## WHAT IS REQUIRED
Lay out every line of the records below as a Markdown table with the columns "Row" and "Text", numbering the rows in order and omitting blank lines. Leave the pictures out of the table.

## EXERCISE MATERIALS
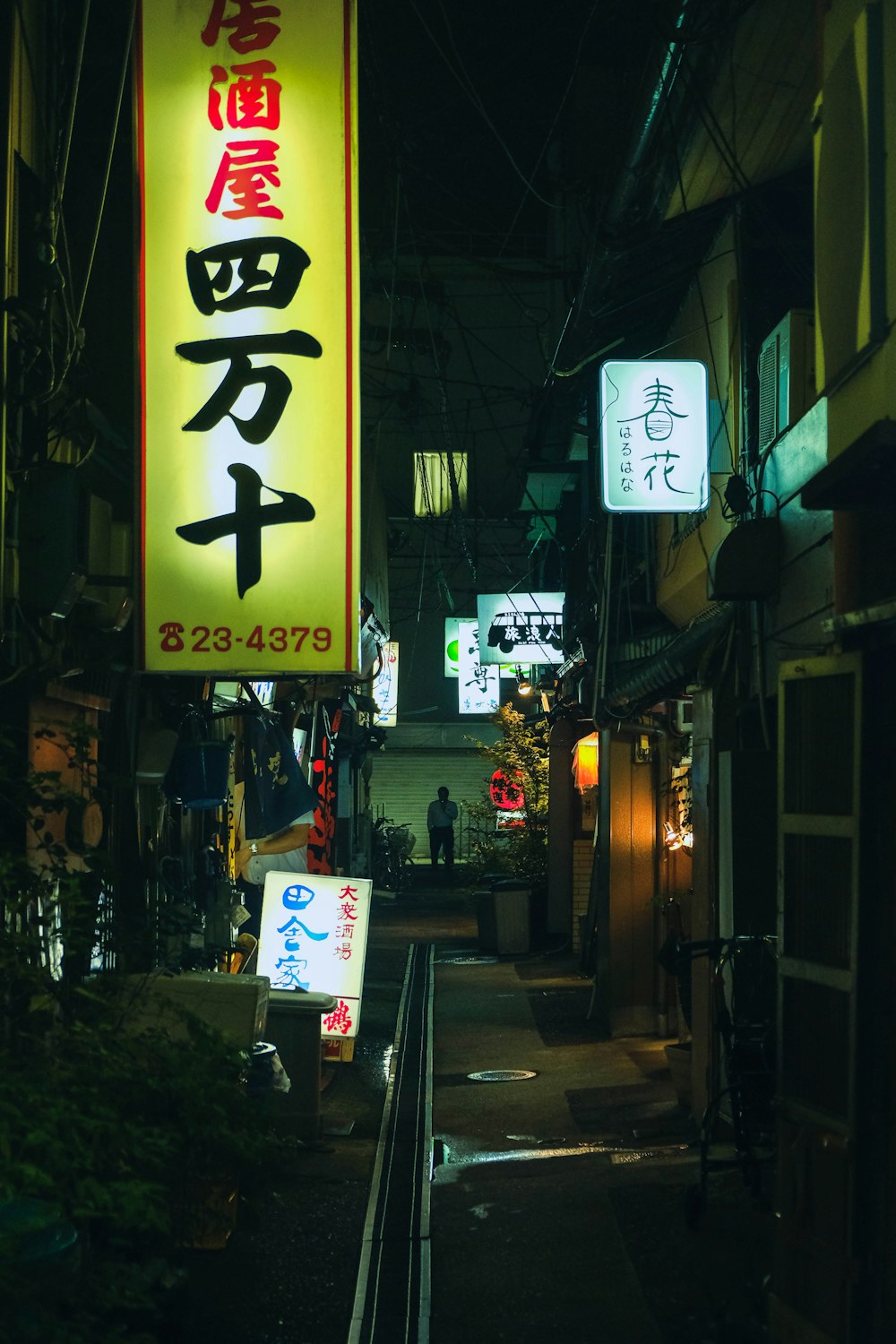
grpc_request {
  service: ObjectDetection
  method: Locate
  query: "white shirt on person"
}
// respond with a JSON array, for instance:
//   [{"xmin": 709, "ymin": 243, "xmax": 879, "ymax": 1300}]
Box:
[
  {"xmin": 426, "ymin": 798, "xmax": 457, "ymax": 831},
  {"xmin": 243, "ymin": 812, "xmax": 314, "ymax": 887}
]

## RESPONSE TO THE TASK
| Row | Text |
|---|---|
| 1 | grpc_request { |
| 2 |   service: ObjectDetection |
| 3 |   method: Locate |
| 4 |   query: "white shirt on person" |
| 5 | } |
| 6 | // respond with a JSON array, for instance: |
| 7 | //   [{"xmin": 709, "ymin": 243, "xmax": 879, "ymax": 1300}] |
| 8 | Box: |
| 9 | [ |
| 10 |   {"xmin": 426, "ymin": 798, "xmax": 457, "ymax": 831}, |
| 11 |   {"xmin": 243, "ymin": 812, "xmax": 314, "ymax": 887} |
| 12 | ] |